◆ Text excerpt
○ ○ ○

Metadata-Version: 2.3
Name: syndat
Version: 0.11.0
Summary: A library for evaluation & visualization of synthetic data.
License: MIT
Keywords: synthetic-data,data-quality,data-visualization
Author: Tim Adams
Author-email: tim.adams@scai.fraunhofer.de
Requires-Python: >=3.9
Classifier: Development Status :: 3 - Alpha
Classifier: Intended Audience :: Developers
Classifier: License :: OSI Approved :: Apache Software License
Classifier: License :: OSI Approved :: MIT License
Classifier: Programming Language :: Python :: 3
Classifier: Programming Language :: Python :: 3.9
Classifier: Programming Language :: Python :: 3.10
Classifier: Programming Language :: Python :: 3.11
Classifier: Programming Language :: Python :: 3.12
Classifier: Programming Language :: Python :: 3.13
Requires-Dist: matplotlib (>=3.8.2,<4.0.0)
Requires-Dist: numpy (>1.26.2,<3.0.0)
Requires-Dist: pandas (>=2.1.4,<3.0.0)
Requires-Dist: scikit-learn (>=1.5.1,<2.0.0)
Requires-Dist: scipy (>=1.11.4,<2.0.0)
Requires-Dist: seaborn (>=0.13.0,<0.14.0)
Requires-Dist: shap (>=0.47.0,<0.48.0)

○ ○ ○

◆ Stored data
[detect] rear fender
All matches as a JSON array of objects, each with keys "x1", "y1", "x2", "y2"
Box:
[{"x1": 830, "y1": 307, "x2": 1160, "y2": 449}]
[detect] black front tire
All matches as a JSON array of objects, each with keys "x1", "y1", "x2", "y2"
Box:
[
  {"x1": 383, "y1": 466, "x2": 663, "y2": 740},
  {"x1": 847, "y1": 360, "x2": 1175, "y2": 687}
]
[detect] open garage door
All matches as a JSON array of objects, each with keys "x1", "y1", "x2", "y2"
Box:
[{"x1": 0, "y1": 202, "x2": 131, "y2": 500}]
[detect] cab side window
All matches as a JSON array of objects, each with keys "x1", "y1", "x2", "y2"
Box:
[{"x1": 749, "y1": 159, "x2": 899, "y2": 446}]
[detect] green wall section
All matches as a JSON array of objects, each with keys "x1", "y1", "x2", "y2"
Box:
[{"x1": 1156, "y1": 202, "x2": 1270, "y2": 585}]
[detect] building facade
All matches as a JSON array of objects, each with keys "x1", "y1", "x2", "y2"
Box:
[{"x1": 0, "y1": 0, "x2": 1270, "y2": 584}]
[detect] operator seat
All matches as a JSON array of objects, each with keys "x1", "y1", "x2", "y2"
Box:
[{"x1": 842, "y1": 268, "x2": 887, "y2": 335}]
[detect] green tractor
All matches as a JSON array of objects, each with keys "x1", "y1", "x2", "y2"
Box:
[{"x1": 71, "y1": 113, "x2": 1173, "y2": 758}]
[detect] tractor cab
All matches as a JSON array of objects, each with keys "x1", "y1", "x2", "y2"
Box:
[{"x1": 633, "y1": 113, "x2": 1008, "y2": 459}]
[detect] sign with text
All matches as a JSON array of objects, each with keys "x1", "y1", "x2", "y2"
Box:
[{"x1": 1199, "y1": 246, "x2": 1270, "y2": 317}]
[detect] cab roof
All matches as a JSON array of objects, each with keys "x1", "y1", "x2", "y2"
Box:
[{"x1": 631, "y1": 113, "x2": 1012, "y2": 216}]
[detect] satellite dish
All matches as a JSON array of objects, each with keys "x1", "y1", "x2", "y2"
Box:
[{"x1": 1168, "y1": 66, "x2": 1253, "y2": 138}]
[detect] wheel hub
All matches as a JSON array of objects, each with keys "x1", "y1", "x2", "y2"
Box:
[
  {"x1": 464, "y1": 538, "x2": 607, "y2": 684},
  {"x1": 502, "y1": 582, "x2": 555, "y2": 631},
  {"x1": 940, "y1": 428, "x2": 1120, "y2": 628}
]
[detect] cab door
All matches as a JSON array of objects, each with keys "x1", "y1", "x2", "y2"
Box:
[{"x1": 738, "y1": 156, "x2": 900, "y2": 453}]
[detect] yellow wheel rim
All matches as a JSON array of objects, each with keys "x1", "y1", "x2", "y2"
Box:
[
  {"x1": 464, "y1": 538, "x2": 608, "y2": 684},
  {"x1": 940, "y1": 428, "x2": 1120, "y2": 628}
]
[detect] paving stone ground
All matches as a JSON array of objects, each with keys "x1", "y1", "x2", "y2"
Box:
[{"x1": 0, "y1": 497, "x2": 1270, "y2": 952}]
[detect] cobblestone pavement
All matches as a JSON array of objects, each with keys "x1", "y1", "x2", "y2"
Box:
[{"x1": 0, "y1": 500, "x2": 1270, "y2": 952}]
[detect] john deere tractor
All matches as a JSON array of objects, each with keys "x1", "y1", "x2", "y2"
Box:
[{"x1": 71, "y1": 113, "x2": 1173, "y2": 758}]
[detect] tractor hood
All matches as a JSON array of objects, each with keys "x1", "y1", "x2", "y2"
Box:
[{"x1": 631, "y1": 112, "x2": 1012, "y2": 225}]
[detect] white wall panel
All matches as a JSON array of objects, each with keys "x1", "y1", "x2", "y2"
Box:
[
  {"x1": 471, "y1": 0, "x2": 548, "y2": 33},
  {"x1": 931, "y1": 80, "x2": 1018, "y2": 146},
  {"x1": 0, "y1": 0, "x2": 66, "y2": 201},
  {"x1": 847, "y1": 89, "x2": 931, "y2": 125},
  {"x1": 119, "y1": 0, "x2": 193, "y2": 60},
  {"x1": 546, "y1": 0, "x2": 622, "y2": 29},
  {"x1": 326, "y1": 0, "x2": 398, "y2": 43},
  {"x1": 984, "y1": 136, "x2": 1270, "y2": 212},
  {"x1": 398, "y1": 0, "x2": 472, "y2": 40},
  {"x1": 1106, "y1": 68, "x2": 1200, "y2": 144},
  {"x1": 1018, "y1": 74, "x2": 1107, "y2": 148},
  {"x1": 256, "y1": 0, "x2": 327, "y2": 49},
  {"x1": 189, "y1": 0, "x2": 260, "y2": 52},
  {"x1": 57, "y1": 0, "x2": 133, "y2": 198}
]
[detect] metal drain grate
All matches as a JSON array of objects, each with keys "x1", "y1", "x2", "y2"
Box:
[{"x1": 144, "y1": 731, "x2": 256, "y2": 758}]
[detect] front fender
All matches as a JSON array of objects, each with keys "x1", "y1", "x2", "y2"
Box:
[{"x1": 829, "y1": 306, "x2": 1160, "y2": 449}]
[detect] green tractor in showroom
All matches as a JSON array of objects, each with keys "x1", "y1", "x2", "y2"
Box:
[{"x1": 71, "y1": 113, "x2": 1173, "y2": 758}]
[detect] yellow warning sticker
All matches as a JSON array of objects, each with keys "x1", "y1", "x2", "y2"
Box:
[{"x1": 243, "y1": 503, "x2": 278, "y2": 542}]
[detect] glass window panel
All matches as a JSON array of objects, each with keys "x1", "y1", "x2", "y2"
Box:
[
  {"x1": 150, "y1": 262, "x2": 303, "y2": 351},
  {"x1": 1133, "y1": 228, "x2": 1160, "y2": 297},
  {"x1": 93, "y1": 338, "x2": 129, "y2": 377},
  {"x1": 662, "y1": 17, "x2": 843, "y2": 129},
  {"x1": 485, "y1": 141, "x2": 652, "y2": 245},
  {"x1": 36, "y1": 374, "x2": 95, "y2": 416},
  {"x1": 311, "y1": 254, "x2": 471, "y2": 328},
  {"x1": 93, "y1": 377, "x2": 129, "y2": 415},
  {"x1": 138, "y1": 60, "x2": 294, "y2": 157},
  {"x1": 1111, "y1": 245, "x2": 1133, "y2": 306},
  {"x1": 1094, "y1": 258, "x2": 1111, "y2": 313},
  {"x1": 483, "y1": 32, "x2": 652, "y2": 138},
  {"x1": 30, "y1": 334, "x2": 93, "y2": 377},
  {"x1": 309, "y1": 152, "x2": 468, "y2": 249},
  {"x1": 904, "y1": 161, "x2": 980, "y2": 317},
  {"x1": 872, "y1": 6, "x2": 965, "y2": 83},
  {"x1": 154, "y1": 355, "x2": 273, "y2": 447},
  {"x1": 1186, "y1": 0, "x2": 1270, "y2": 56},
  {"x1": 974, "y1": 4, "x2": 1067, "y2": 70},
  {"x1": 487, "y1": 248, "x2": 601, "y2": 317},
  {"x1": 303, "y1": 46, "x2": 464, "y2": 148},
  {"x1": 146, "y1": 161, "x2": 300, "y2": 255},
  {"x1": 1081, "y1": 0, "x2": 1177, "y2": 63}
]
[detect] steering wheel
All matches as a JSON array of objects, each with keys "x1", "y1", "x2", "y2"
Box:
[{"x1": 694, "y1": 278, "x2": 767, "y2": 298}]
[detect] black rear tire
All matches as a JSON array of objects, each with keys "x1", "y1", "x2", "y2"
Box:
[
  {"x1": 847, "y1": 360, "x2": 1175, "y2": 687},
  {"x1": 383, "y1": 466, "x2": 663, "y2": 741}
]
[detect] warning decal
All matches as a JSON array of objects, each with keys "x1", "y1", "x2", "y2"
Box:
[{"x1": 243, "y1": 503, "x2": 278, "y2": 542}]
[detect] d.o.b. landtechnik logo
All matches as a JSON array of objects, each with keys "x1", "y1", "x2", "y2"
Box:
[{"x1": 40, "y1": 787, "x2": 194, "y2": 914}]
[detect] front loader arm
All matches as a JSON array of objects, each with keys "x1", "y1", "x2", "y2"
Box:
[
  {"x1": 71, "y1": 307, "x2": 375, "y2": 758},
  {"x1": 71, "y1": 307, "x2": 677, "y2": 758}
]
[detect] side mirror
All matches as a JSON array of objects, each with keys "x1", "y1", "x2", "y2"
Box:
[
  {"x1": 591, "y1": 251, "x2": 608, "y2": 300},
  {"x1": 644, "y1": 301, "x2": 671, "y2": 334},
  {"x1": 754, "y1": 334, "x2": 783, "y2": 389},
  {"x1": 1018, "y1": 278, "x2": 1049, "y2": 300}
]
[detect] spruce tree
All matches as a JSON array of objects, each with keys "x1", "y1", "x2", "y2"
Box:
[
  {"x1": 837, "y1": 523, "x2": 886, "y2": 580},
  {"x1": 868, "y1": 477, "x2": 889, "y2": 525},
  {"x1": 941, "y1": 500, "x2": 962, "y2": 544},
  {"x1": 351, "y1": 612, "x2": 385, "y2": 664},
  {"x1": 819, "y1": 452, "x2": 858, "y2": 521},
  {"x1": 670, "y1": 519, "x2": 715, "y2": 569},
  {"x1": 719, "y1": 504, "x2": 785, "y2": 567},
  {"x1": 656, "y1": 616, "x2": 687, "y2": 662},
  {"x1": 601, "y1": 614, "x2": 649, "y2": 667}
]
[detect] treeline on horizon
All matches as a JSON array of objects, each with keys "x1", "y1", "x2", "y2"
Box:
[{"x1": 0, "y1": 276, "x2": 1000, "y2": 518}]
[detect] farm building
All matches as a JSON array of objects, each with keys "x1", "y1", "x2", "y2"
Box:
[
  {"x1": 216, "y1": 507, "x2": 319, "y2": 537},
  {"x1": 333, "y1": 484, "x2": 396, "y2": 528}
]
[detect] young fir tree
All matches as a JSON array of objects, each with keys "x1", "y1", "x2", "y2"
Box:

○ ○ ○

◆ Problem requirements
Repeat the syndat package metadata at the top of the page in full, word for word.

◆ Complete response
Metadata-Version: 2.3
Name: syndat
Version: 0.11.0
Summary: A library for evaluation & visualization of synthetic data.
License: MIT
Keywords: synthetic-data,data-quality,data-visualization
Author: Tim Adams
Author-email: tim.adams@scai.fraunhofer.de
Requires-Python: >=3.9
Classifier: Development Status :: 3 - Alpha
Classifier: Intended Audience :: Developers
Classifier: License :: OSI Approved :: Apache Software License
Classifier: License :: OSI Approved :: MIT License
Classifier: Programming Language :: Python :: 3
Classifier: Programming Language :: Python :: 3.9
Classifier: Programming Language :: Python :: 3.10
Classifier: Programming Language :: Python :: 3.11
Classifier: Programming Language :: Python :: 3.12
Classifier: Programming Language :: Python :: 3.13
Requires-Dist: matplotlib (>=3.8.2,<4.0.0)
Requires-Dist: numpy (>1.26.2,<3.0.0)
Requires-Dist: pandas (>=2.1.4,<3.0.0)
Requires-Dist: scikit-learn (>=1.5.1,<2.0.0)
Requires-Dist: scipy (>=1.11.4,<2.0.0)
Requires-Dist: seaborn (>=0.13.0,<0.14.0)
Requires-Dist: shap (>=0.47.0,<0.48.0)